Tuesday, February 27, 2007

Janelas

Naquele dia, voltei para casa de ônibus. Definitivamente, não a mais agradável das experiências.
Meus olhos ardiam, porque não havia dormido bem. Minha garganta estava seca, porque havia gasto minha saliva com inutilidades. Meus maxilares doíam, porque havia forçado sorrisos demais.
E estava calor, ah, como estava calor! Ainda mais naquele ônibus lotado, onde você ia se esfregando em todas as pessoas possíveis,sem direito a pudor. Era como um caminhão transportando cavalos, com direito a solavancos.
E que solavancos! O papel eu carregava em uma das mãos,amassava-se sem comedimento. O dia estava nublado e feio . As pessoas eram como gralhas. ''Rá, rá, rá!''. Ecos em minha cabeça. Dor de cabeça. Eu não via as pessoas, só ouvia seus grasnados. Minha mente tentava fugir para outro lugar. Que fosse ele no passado, no futuro, ou no presente, mas em outra conjunção espacial.

* INFORMAÇÕES FORNECIDAS:
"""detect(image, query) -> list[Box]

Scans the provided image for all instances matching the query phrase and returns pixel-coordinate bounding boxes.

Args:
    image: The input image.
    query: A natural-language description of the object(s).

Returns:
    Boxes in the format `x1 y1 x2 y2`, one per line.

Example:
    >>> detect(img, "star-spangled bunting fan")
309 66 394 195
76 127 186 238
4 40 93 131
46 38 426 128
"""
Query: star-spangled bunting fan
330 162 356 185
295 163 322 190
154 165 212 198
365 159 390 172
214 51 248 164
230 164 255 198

* TAREFA A: Indique se cada afirmação a seguir está de acordo com o relato da volta para casa de ônibus, respondendo sim ou não e citando as palavras do texto que decidem: (i) Naquele dia, quem narra voltou para casa de ônibus. (ii) O dia estava ensolarado. (iii) O ônibus estava vazio.
* TAREFA B: Transcreva, sem qualquer alteração, o trecho do relato da volta para casa de ônibus que se inicia com as palavras "Naquele dia, voltei" e se encerra com "outra conjunção espacial.".
* TAREFA C: Escreva a continuação do relato da volta para casa de ônibus, começando logo após a última frase apresentada.

* RESPOSTA ESPERADA A:
(i) Sim: "Naquele dia, voltei para casa de ônibus."
(ii) Não: "O dia estava nublado e feio"
(iii) Não: "naquele ônibus lotado"

* RESPOSTA ESPERADA B:
Naquele dia, voltei para casa de ônibus. Definitivamente, não a mais agradável das experiências.
Meus olhos ardiam, porque não havia dormido bem. Minha garganta estava seca, porque havia gasto minha saliva com inutilidades. Meus maxilares doíam, porque havia forçado sorrisos demais.
E estava calor, ah, como estava calor! Ainda mais naquele ônibus lotado, onde você ia se esfregando em todas as pessoas possíveis,sem direito a pudor. Era como um caminhão transportando cavalos, com direito a solavancos.
E que solavancos! O papel eu carregava em uma das mãos,amassava-se sem comedimento. O dia estava nublado e feio . As pessoas eram como gralhas. ''Rá, rá, rá!''. Ecos em minha cabeça. Dor de cabeça. Eu não via as pessoas, só ouvia seus grasnados. Minha mente tentava fugir para outro lugar. Que fosse ele no passado, no futuro, ou no presente, mas em outra conjunção espacial.

* RESPOSTA ESPERADA C:
Migrei para mais perto da porta. Lá tinha mais espaço. Senti um alívio ao poder desenrolar meu corpo e estalar meus ossos, mas ainda não via a hora de chegar em casa. Não via nada ao redor, minha mente estava em casa.
De súbito, olhei para um lado e vi duas garotas. Estavam sentadas em um banco, conversando. E fiquei observando-as. Uma falava, e a outra prestava atenção. As duas sorriam ocasionalmente. A que falava parecia bem empolgada, gesticulava, e a outra correspondia docemente, prestando atenção.
De alguma forma achei aquilo bonito, e comecei a enxergar as coisas para as quais meus olhos apontavam.
E prestei atenção na janela no fundo do ônibus. Ela não tinha nenhuma propaganda estampada, há tempos que não pegava um ônibus assim. Podia-se ver as coisas escorregando para trás do ônibus, conforme ele andava. O enquadramento era de cinema. Fiquei fascinado. Parecia que estava olhando para algum cenário de videogame, ou assistindo algum filme.
Estava prestando atenção a tudo. Absorvendo o mundo, como se fosse um quadro.
Violetas, mendigos, postes, bancos...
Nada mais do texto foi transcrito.